▶ DOCUMENT SEGMENT
+++

The other day I asked for examples of practical post-rationality—changes in law or policy that happened because institutions have stopped assuming that people behave rationally. A number of people wrote in about instances of what Jon Elster calls “precommitment” or “self-binding”: Giving up some freedom now in order to improve your chances of sticking to a longer-term plan. Then, on Saturday, Jason Zweig in the Wall Street Journal described a real-world example of precommitment made easier by a post-rationalist model of the mind. Just showing Americans the math about the need to save for retirement, he notes, has failed to get them to give up money now for the future. But if they have seen a computer-generated image of themselves as they’ll look in old age, they’re more motivated to save.
Logical creatures with a good plan would, being logical, simply stick to it. Human beings know they might falter, and so create situations that make faltering impossible. Like (Elster points out) this. Or this Internet-blocking software, interestingly called Freedom. (The only freedom it offers is from the self.) Self-binding can be a rational decision to manage one’s future irrationality (like not carrying a credit card so that you can’t use it). Or the motivation to precommit can be irrational (like locking the liquor cabinet because you imagine you’d feel bad if your children see you drunk—even if that’s never happened, or even if your children don’t exist yet).

+++

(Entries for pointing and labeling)
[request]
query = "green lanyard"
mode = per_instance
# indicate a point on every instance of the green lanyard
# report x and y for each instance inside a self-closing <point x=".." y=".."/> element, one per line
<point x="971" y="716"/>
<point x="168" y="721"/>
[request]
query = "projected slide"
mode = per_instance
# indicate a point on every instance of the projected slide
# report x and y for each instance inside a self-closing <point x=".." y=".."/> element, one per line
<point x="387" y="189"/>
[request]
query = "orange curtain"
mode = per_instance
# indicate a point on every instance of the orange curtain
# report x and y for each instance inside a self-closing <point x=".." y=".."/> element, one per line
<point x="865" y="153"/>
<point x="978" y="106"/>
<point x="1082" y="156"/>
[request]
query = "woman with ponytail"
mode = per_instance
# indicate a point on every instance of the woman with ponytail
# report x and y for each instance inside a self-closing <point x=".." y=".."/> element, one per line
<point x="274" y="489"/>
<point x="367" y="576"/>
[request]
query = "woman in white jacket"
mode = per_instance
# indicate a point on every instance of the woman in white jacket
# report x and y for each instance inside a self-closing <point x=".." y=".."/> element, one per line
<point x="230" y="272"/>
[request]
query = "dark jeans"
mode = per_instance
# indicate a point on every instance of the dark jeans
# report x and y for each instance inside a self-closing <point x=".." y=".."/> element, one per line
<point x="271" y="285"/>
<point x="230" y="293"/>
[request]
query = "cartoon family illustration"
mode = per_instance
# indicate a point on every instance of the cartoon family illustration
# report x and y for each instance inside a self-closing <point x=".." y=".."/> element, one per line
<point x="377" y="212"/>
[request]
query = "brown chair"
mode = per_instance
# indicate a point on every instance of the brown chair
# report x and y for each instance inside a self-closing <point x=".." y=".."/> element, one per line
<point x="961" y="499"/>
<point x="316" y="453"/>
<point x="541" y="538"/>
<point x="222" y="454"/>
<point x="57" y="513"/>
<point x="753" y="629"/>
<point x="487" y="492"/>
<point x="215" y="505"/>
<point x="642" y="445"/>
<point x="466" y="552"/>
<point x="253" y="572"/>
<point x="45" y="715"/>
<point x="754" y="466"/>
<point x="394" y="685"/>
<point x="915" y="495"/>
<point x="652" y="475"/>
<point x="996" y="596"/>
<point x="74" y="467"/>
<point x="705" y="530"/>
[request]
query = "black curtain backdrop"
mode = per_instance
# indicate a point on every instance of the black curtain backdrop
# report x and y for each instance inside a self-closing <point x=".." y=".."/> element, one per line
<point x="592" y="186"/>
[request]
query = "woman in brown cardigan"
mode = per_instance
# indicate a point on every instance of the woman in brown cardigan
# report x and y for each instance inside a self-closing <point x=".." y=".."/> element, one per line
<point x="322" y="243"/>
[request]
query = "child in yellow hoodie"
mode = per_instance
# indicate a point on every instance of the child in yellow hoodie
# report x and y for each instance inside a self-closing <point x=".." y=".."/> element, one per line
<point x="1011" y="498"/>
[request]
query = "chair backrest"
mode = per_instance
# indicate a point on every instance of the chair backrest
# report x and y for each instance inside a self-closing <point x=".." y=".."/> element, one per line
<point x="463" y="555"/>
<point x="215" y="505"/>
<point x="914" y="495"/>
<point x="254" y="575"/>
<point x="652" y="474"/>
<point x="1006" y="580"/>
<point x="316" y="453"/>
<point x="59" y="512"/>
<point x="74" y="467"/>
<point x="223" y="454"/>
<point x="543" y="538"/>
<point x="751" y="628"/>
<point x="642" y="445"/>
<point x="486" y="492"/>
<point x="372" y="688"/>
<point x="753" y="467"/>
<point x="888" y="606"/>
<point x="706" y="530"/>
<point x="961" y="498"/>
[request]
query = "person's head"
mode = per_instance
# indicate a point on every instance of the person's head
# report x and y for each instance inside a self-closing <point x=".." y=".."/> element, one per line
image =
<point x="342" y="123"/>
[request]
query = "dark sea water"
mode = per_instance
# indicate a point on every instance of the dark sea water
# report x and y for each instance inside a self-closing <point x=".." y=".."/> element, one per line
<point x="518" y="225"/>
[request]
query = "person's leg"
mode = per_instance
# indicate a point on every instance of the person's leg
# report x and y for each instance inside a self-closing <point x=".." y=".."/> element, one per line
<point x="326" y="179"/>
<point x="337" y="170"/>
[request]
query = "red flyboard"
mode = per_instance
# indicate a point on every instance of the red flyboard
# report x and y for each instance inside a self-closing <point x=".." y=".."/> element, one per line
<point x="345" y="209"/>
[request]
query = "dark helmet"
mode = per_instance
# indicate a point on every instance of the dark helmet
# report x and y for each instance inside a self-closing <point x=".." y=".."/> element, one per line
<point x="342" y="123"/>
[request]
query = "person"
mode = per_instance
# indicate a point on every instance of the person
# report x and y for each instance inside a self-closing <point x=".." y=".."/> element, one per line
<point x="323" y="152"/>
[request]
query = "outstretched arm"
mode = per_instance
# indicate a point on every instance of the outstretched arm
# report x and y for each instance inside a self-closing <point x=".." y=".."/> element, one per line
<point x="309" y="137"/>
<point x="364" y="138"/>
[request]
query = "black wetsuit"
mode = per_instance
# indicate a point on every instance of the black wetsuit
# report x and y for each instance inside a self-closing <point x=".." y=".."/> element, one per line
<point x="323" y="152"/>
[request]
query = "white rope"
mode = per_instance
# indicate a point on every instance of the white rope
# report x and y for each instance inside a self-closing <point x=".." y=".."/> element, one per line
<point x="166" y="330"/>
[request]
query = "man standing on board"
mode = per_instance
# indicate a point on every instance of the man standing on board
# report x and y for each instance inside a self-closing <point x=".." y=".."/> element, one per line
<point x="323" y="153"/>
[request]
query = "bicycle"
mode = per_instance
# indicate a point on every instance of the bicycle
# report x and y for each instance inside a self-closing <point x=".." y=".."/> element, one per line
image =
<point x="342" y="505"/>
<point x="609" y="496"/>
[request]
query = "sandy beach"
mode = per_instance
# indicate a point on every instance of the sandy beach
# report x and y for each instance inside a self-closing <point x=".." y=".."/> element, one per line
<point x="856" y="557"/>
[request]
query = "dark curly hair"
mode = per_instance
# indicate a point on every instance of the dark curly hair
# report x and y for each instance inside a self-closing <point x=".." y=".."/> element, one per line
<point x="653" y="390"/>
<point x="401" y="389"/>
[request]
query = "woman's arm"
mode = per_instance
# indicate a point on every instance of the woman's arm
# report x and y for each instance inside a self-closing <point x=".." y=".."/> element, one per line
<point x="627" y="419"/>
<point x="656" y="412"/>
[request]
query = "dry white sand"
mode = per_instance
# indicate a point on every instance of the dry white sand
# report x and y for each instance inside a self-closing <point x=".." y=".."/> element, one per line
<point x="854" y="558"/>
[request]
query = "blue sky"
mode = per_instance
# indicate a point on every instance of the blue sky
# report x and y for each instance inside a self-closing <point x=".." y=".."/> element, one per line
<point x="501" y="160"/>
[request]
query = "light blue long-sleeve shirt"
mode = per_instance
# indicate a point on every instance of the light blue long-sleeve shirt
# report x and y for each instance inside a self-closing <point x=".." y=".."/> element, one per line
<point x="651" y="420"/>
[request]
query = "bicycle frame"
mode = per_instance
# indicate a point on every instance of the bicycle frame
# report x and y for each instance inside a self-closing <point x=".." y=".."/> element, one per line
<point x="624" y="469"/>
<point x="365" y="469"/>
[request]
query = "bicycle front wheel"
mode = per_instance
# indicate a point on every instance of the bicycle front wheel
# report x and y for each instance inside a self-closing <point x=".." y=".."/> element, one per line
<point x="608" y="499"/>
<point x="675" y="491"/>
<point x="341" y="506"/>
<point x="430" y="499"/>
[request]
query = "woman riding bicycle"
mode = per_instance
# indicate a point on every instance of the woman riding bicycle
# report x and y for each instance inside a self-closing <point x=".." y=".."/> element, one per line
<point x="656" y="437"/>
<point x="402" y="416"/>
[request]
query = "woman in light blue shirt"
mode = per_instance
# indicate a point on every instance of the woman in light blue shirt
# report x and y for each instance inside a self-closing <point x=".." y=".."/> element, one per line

+++

▶ TASK GOAL
Reproduce word for word the portion of the precommitment passage above that begins with the words containing "Logical creatures with" and ends with "don’t exist yet).".

▶ TASK SOLUTION
Logical creatures with a good plan would, being logical, simply stick to it. Human beings know they might falter, and so create situations that make faltering impossible. Like (Elster points out) this. Or this Internet-blocking software, interestingly called Freedom. (The only freedom it offers is from the self.) Self-binding can be a rational decision to manage one’s future irrationality (like not carrying a credit card so that you can’t use it). Or the motivation to precommit can be irrational (like locking the liquor cabinet because you imagine you’d feel bad if your children see you drunk—even if that’s never happened, or even if your children don’t exist yet).